作業内容:
1. ブレーキ特性の文章を、「車両のブレーキ特性の改善のための方法」を含む語句から「かっている差圧が低下される。」の後まで、一字一句そのまま書き写すこと。
2. ブレーキ特性の文章を、示された最後の文の後から続けること。

説明

車両のブレーキ特性の改善のための方法

【課題】ホイール停止時間を短縮し且つそれによって車両の制動特性を改善すること。
【解決手段】この方法は前輪と後輪のホイールブレーキのために、それぞれ一つのリターンポンプ6a、6bを備え、その際それ等の複数のリターンポンプ6a、6bが一つの共通のモータ12で駆動される、それぞれ一つの独立したブレーキ回路I、IIを持っているブレーキシステム用として設計されている。ABSコントロールの際の少なくとも一つの車輪の車輪停止時間を短縮するために、主ブレーキシリンダ3と後輪ブレーキ回路Iのリターンポンプ6aのインテーク側との間に配置されている弁4aが少なくとも部分的に開かれるので、後輪ブレーキ回路Iのリターンポンプ6aの上に掛かっている差圧が低下される。

[データ一覧]
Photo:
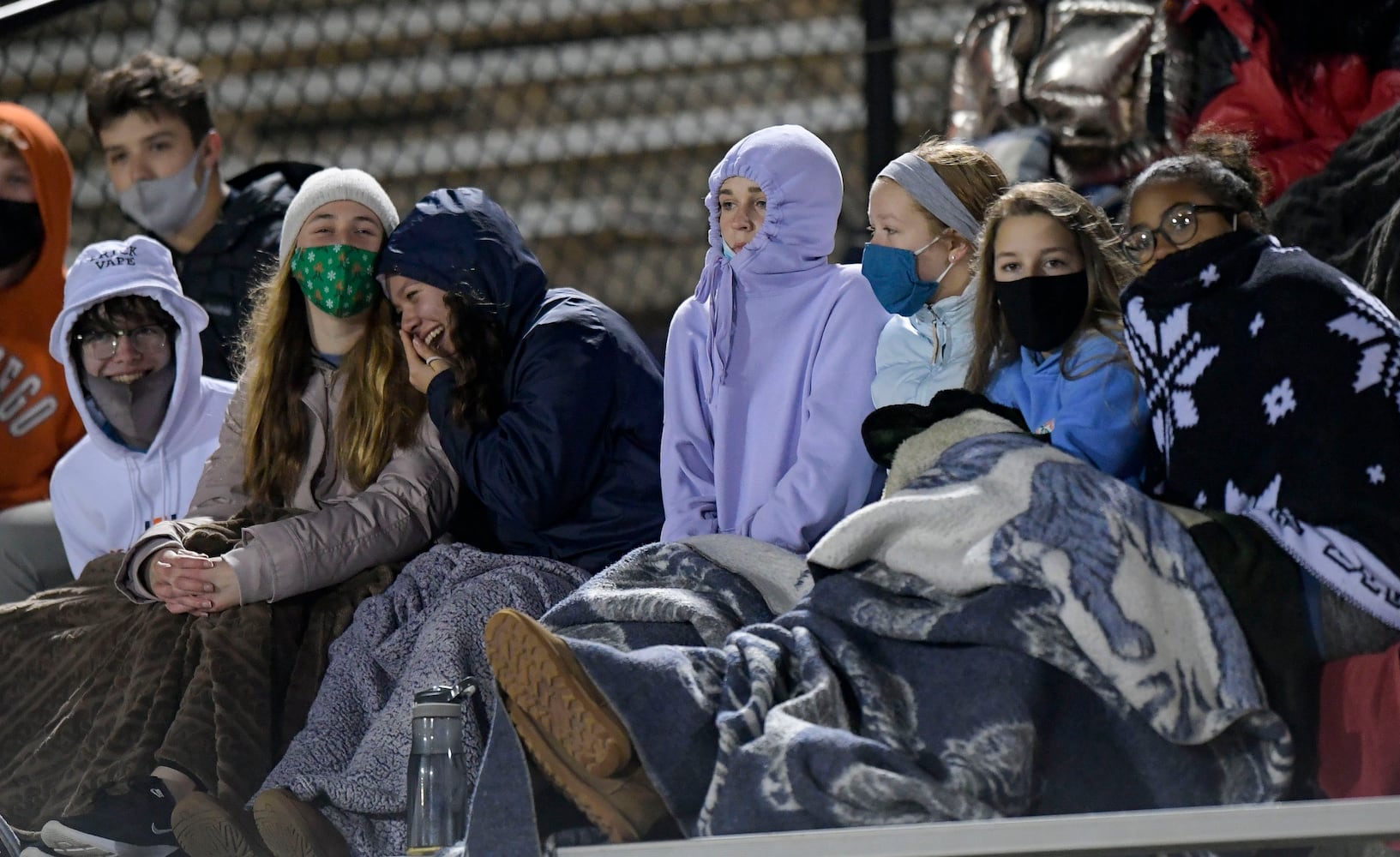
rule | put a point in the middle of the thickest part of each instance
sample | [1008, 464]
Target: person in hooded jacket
[153, 122]
[546, 401]
[549, 406]
[38, 421]
[129, 342]
[769, 364]
[324, 432]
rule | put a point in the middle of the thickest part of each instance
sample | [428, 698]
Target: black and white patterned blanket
[1273, 381]
[1011, 633]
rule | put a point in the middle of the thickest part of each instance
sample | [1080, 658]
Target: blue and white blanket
[1011, 632]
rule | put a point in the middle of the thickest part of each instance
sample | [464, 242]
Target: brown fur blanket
[99, 689]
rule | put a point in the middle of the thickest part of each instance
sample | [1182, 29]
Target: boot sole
[289, 828]
[522, 658]
[205, 828]
[595, 806]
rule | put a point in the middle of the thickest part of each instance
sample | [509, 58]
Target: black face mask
[1042, 313]
[21, 230]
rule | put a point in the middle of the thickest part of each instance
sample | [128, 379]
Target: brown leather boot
[568, 727]
[294, 828]
[206, 828]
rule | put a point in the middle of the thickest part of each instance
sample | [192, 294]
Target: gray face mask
[136, 411]
[165, 207]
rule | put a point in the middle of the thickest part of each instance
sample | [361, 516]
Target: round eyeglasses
[1178, 225]
[103, 345]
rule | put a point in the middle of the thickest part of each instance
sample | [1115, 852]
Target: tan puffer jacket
[343, 531]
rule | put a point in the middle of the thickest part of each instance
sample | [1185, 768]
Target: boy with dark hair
[161, 149]
[38, 422]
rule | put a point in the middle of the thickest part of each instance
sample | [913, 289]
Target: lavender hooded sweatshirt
[769, 366]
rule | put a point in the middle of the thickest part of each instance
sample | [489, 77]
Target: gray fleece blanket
[1011, 632]
[426, 629]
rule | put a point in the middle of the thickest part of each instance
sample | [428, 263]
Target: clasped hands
[192, 583]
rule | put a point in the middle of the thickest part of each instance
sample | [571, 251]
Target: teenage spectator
[327, 468]
[926, 212]
[1269, 375]
[1050, 331]
[549, 406]
[546, 401]
[931, 657]
[153, 122]
[1270, 378]
[128, 338]
[769, 364]
[38, 421]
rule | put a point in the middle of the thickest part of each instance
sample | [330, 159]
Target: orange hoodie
[38, 422]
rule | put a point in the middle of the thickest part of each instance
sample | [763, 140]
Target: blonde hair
[973, 176]
[1106, 267]
[378, 413]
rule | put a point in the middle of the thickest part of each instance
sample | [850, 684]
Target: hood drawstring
[718, 293]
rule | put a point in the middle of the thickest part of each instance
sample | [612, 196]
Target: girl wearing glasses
[1048, 329]
[201, 680]
[1271, 380]
[129, 340]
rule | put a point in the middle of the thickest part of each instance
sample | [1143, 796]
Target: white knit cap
[331, 185]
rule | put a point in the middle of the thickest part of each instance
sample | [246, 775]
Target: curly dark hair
[479, 363]
[154, 84]
[1221, 165]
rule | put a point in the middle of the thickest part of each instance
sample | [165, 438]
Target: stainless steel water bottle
[437, 768]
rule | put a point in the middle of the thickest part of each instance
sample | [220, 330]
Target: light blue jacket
[924, 353]
[1099, 417]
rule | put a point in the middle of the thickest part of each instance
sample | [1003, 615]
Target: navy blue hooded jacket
[572, 468]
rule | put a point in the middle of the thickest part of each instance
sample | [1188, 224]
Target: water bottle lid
[442, 700]
[437, 709]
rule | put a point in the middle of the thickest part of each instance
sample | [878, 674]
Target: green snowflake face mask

作業の結果:
1.
車両のブレーキ特性の改善のための方法

【課題】ホイール停止時間を短縮し且つそれによって車両の制動特性を改善すること。
【解決手段】この方法は前輪と後輪のホイールブレーキのために、それぞれ一つのリターンポンプ6a、6bを備え、その際それ等の複数のリターンポンプ6a、6bが一つの共通のモータ12で駆動される、それぞれ一つの独立したブレーキ回路I、IIを持っているブレーキシステム用として設計されている。ABSコントロールの際の少なくとも一つの車輪の車輪停止時間を短縮するために、主ブレーキシリンダ3と後輪ブレーキ回路Iのリターンポンプ6aのインテーク側との間に配置されている弁4aが少なくとも部分的に開かれるので、後輪ブレーキ回路Iのリターンポンプ6aの上に掛かっている差圧が低下される。

2.
【発明の詳細な説明】
【技術分野】
【0001】
本発明は、車両のブレーキ特性の改善のための方法に関する。
【背景技術】
【0002】
ABSコントロール付きの車両は通常、ホイール回転数センサを含んでおり、このセンサを用いて車速が測定され又個々の車輪の上でのホイールスリップが監視される。何れかの車輪の上で高いホイールスリップが生じるや否や、対応している増圧弁が閉じられ且つ減圧弁が開かれるので、そのホイールブレーキに対して働いているブレーキ圧力が弱められる。その際ブレーキ液はホイールブレーキから減圧弁を通ってリザーブチャンバの中へ流入し又そこからリターンポンプによってメインブレーキシリンダの方向へ返送される。リターンポンプはその際リザーブチャンバ内の低い圧力のブレーキ液をメインブレーキシリンダの高い圧力に向かって送らなければならない。このことは後でもう一度図1と関連させながら説明する。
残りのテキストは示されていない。